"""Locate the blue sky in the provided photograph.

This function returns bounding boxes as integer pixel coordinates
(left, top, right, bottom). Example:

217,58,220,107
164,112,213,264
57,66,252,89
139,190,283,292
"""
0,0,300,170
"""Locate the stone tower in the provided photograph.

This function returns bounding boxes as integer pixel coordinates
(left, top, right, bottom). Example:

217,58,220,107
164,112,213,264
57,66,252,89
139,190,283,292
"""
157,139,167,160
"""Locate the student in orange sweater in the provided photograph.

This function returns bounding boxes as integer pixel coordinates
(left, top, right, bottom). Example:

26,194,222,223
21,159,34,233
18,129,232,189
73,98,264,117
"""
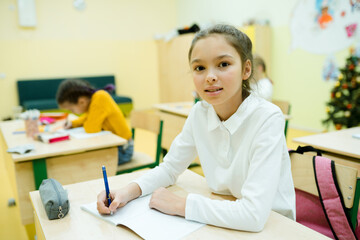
56,79,134,165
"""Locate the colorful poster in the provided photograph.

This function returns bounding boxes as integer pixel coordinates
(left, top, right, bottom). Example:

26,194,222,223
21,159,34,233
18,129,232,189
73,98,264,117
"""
290,0,360,54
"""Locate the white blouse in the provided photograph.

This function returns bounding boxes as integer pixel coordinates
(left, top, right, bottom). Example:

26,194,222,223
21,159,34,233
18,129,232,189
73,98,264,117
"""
135,94,295,232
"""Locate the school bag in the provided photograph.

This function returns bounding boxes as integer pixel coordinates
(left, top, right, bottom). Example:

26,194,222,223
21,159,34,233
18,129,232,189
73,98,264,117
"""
289,146,360,240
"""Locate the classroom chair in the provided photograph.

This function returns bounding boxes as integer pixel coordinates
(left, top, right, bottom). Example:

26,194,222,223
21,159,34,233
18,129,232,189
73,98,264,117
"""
272,100,291,137
116,111,163,175
289,147,360,240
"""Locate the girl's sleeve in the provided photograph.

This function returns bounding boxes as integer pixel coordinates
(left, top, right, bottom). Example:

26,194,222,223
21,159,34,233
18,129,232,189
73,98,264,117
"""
185,113,284,232
258,79,273,101
134,109,197,196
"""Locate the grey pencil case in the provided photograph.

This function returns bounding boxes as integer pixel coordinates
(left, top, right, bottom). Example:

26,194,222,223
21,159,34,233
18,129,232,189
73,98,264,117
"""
39,178,70,220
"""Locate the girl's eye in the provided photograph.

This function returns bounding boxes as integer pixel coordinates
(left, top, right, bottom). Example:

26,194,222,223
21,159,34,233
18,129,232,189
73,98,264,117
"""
194,66,205,72
219,62,229,67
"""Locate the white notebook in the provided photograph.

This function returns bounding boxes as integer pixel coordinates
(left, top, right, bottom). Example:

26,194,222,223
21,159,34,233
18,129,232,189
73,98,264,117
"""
59,127,111,139
81,195,205,240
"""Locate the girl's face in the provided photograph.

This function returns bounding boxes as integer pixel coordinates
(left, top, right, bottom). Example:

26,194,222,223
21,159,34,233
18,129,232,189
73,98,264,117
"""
190,34,251,120
59,97,90,115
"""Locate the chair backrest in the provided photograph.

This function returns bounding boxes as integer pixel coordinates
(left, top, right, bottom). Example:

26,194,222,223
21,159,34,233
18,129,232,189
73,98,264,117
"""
130,110,163,164
290,149,360,239
272,100,290,115
130,110,161,134
290,153,358,208
272,100,291,137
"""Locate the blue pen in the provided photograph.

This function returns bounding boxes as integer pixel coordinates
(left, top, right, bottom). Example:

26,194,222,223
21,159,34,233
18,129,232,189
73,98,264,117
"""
102,166,111,207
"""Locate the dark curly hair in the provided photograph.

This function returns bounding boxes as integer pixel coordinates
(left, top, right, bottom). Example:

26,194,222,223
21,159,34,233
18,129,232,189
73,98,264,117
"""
56,79,96,104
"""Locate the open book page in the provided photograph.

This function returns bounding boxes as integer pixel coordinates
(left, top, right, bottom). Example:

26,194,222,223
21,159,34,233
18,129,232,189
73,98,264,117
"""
81,195,205,240
61,127,111,139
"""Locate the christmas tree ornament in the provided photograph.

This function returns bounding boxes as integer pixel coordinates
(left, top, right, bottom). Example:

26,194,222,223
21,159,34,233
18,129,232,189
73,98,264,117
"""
323,49,360,129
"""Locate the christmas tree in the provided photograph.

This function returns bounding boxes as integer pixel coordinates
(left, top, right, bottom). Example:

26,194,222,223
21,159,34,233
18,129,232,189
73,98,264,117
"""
323,49,360,130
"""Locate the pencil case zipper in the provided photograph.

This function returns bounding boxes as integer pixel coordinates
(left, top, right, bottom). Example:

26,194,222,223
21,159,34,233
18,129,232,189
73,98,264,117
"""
50,179,64,218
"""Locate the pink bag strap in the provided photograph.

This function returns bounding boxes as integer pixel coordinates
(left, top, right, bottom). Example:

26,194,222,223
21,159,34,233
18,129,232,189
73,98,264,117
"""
313,156,357,240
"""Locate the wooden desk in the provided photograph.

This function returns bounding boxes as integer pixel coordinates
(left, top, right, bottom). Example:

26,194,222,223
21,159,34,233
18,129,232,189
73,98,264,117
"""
293,127,360,176
30,170,328,240
0,120,126,224
153,102,194,150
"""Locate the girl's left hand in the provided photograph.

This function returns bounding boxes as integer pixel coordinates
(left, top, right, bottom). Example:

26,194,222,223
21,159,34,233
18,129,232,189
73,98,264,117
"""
149,187,186,217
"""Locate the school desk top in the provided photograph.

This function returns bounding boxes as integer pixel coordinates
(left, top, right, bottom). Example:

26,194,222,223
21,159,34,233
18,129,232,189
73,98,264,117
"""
293,127,360,159
0,120,126,224
0,120,126,162
30,170,329,240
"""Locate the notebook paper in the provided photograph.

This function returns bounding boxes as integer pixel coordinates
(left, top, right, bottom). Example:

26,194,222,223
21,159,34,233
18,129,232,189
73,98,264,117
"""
81,195,205,240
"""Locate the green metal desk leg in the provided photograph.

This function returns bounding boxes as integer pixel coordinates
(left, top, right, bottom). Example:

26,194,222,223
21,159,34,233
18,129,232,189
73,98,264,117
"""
33,158,47,190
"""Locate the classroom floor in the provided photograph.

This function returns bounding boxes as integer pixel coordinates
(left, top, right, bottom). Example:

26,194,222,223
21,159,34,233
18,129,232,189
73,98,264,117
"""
0,128,315,240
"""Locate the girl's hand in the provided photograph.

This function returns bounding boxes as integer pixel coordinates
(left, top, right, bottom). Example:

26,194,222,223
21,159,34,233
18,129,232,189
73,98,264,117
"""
149,187,186,217
97,183,141,214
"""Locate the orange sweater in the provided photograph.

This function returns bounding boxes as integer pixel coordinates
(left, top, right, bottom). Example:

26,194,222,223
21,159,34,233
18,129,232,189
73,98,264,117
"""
71,90,132,140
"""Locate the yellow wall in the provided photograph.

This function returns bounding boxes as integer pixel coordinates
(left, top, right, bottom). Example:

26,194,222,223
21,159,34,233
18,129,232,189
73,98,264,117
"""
0,0,176,118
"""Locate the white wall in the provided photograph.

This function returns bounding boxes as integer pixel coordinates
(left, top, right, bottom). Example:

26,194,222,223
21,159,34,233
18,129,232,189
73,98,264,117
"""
177,0,352,131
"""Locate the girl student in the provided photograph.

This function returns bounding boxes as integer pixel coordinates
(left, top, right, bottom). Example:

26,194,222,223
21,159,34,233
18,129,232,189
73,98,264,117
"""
56,79,134,165
97,25,295,232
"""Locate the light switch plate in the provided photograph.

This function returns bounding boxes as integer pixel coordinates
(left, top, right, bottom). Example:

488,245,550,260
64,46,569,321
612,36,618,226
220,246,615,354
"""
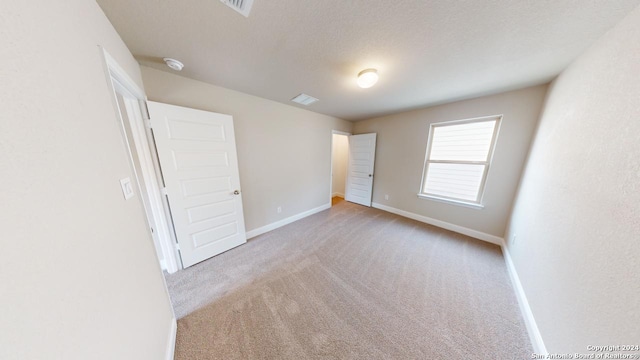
120,178,134,200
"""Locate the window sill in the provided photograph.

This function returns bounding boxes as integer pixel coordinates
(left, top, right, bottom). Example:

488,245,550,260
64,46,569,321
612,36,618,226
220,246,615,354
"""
418,194,484,210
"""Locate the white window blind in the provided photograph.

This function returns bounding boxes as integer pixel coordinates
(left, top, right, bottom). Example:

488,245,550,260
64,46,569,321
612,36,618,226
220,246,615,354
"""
419,116,501,205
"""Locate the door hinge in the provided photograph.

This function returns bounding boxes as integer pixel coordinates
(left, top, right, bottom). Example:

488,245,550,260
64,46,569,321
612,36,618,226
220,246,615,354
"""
142,101,151,120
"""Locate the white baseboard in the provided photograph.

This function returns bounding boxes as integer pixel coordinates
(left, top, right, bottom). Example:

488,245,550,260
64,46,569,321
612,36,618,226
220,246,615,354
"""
371,203,548,355
371,203,503,246
247,203,331,239
165,317,178,360
502,242,548,354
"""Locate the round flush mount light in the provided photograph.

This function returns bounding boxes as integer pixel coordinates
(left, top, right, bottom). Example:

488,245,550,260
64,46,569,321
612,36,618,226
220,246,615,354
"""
358,69,378,89
162,58,184,71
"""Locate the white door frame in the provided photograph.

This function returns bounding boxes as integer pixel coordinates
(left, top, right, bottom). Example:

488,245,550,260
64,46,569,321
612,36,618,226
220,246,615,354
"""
102,49,182,274
329,130,352,205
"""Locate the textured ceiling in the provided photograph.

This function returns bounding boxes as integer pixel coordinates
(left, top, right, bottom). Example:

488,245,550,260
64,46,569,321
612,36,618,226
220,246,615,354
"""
97,0,640,120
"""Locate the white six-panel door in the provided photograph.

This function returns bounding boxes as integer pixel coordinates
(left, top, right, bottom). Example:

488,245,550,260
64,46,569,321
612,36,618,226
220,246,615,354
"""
148,101,247,268
345,134,376,206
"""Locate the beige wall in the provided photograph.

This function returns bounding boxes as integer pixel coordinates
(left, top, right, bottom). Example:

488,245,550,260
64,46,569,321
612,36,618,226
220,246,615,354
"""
331,134,349,198
0,0,173,360
509,3,640,353
142,66,352,231
354,85,547,237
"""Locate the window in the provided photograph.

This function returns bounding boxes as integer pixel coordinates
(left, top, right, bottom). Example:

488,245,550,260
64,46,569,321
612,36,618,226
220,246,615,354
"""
418,115,502,207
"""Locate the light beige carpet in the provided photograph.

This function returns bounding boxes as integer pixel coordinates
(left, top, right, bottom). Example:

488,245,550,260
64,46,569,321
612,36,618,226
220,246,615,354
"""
167,198,533,360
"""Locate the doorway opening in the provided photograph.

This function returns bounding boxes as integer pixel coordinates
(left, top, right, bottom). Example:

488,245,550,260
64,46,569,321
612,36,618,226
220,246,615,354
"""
329,130,351,206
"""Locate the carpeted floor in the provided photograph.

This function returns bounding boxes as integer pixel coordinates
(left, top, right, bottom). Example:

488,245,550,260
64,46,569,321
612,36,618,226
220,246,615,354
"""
167,198,533,360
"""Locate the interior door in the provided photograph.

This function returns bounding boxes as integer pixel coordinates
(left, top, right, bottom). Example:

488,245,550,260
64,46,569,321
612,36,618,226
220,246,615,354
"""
345,134,376,206
148,101,247,268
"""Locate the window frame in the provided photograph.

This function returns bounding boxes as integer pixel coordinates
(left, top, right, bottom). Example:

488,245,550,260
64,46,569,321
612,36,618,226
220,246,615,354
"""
418,115,503,209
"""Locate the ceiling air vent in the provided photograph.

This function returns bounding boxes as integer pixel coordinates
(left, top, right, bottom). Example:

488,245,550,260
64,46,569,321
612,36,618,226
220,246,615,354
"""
220,0,253,17
291,94,318,106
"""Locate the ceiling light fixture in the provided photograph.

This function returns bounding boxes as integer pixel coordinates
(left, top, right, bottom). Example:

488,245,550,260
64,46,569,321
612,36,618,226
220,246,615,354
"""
358,69,378,89
162,58,184,71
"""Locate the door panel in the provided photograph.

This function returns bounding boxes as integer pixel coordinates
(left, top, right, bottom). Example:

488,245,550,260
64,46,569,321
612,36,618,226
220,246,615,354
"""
148,101,246,268
345,134,376,206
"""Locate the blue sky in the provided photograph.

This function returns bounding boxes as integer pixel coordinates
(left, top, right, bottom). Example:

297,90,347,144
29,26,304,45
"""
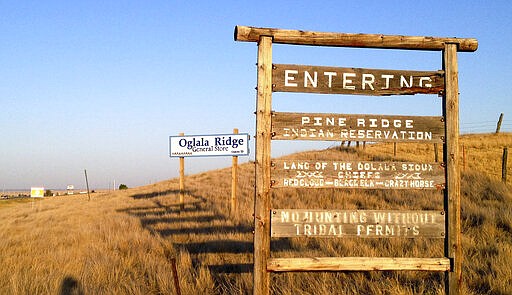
0,1,512,189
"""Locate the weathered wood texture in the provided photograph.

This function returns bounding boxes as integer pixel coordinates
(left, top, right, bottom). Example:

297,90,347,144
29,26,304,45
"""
234,26,478,51
230,128,238,216
501,147,508,183
271,159,445,189
496,113,503,134
272,112,444,143
272,64,444,96
443,44,462,294
267,257,450,272
271,209,445,238
253,36,272,295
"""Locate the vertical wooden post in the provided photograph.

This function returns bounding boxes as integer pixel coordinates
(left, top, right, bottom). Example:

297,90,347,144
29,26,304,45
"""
84,169,91,201
462,145,466,171
230,128,238,216
443,43,462,294
501,147,508,183
171,257,181,295
434,143,439,163
180,132,185,211
253,36,272,295
496,113,503,134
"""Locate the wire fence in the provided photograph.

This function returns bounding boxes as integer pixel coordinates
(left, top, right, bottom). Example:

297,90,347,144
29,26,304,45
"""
460,120,512,134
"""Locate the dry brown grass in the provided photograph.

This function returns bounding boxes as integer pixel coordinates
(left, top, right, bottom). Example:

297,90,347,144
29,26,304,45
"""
0,134,512,294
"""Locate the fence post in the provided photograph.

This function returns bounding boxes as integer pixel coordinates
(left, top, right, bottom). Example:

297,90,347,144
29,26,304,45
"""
180,132,185,211
496,113,503,134
434,143,439,163
231,128,238,216
501,147,508,183
462,145,466,171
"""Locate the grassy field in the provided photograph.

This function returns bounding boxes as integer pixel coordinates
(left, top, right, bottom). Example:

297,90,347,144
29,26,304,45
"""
0,134,512,294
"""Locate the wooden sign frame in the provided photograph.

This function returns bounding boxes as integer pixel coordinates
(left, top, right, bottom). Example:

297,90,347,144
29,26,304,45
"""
234,26,478,295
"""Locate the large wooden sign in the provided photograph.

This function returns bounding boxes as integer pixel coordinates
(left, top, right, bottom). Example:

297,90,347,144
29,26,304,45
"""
272,64,444,95
272,112,444,142
271,159,445,189
235,26,478,295
270,209,445,238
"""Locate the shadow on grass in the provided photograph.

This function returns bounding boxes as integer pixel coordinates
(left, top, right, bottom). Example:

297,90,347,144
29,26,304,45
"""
59,276,84,295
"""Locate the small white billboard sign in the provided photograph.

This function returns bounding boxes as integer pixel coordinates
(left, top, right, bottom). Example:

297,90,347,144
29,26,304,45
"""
169,133,249,158
30,187,44,198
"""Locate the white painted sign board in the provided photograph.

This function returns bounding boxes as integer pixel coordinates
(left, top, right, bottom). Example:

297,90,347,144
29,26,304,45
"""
30,187,44,198
169,133,249,158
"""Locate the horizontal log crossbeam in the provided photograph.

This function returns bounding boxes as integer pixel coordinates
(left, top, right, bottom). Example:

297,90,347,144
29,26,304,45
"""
234,26,478,52
267,257,450,272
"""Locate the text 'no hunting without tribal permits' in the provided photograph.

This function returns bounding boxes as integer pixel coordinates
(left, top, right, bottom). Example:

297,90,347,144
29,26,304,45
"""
270,209,445,238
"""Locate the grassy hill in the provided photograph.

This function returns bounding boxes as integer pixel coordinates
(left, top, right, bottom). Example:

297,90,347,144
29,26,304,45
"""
0,134,512,294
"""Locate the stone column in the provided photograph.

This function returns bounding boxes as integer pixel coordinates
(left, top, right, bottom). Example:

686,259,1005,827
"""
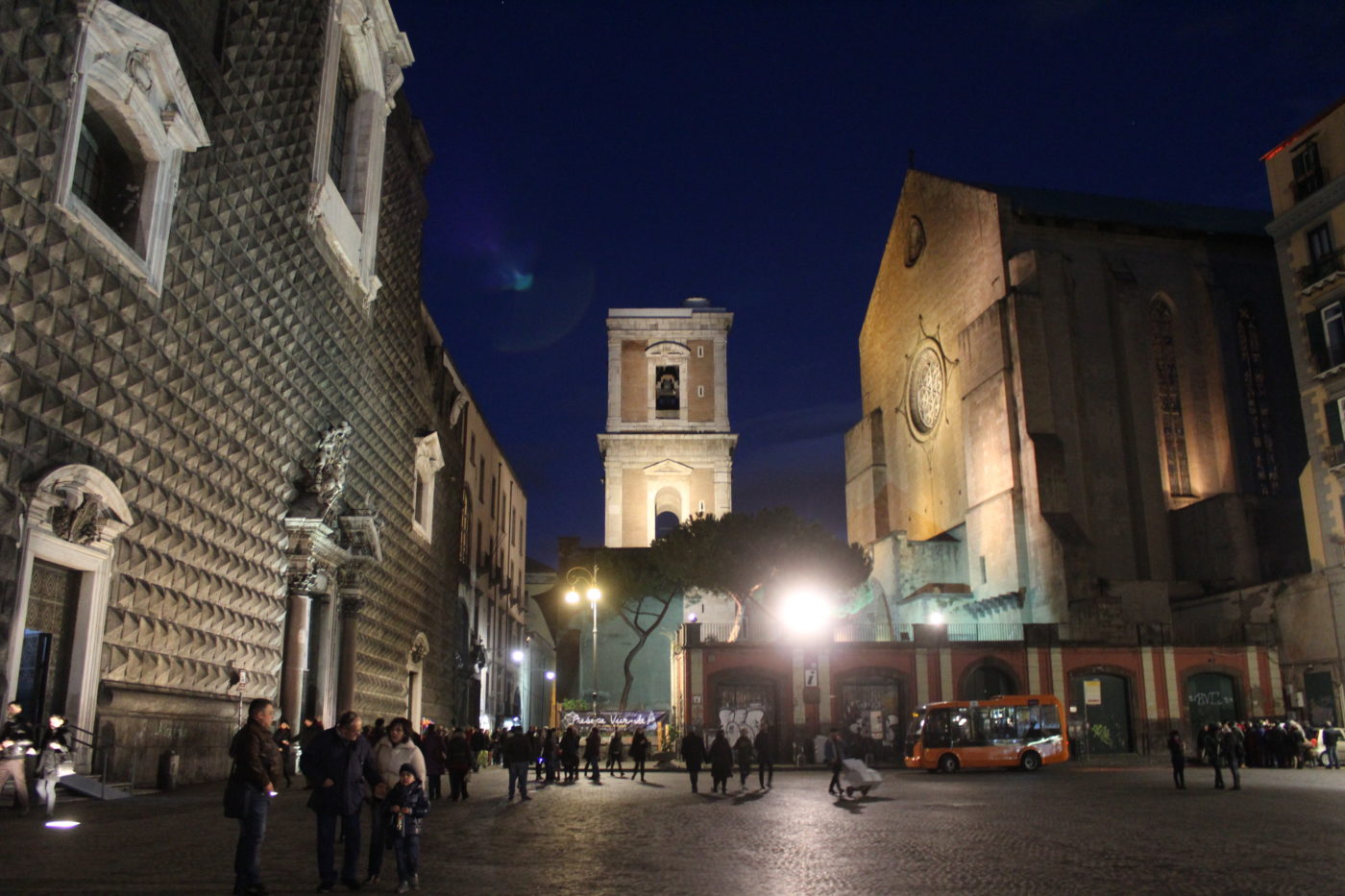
280,573,316,722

--------------------------------------------------

> [STATED EXERCISE]
Set down the entries above again word for word, starting at the very beginning and ending at the line that contains "135,94,295,232", with both ends included. Omit the pictures.

> [RESPONSE FOR THIS EXERCISE]
"""Locate the blue sky in the provided photograph.

This function returns bounding boxes as integer pixel coordinates
(left, top, right, bottom). Example:

217,58,220,107
164,112,213,264
57,66,252,89
139,190,283,292
"""
0,0,300,170
"""Locate the stone tower in the provided photograph.

This function returns bounding boxes as integer pixel coordinates
(left, top, right, bottom). Example:

217,58,220,107
164,112,213,264
57,66,252,89
139,190,283,292
"""
157,139,167,160
"""Locate the student in orange sweater in the provided photograph.

This function returns bounding boxes as integer pixel coordinates
(left, top, right, bottom). Example:

26,194,222,223
21,159,34,233
18,129,232,189
73,98,264,117
"""
56,79,134,165
"""Locate the colorful poster in the provided photograph.

This function returns bounding boxes as integer pixel coordinates
(left, top, right, bottom). Example:

26,194,222,223
21,159,34,233
18,129,232,189
73,98,264,117
"""
290,0,360,54
"""Locate the white blouse in the provided photograph.

This function returns bounding boxes as integer pixel coordinates
(left, top, right, bottom). Example:

26,194,222,223
21,159,34,233
18,129,232,189
73,98,264,117
"""
135,94,295,232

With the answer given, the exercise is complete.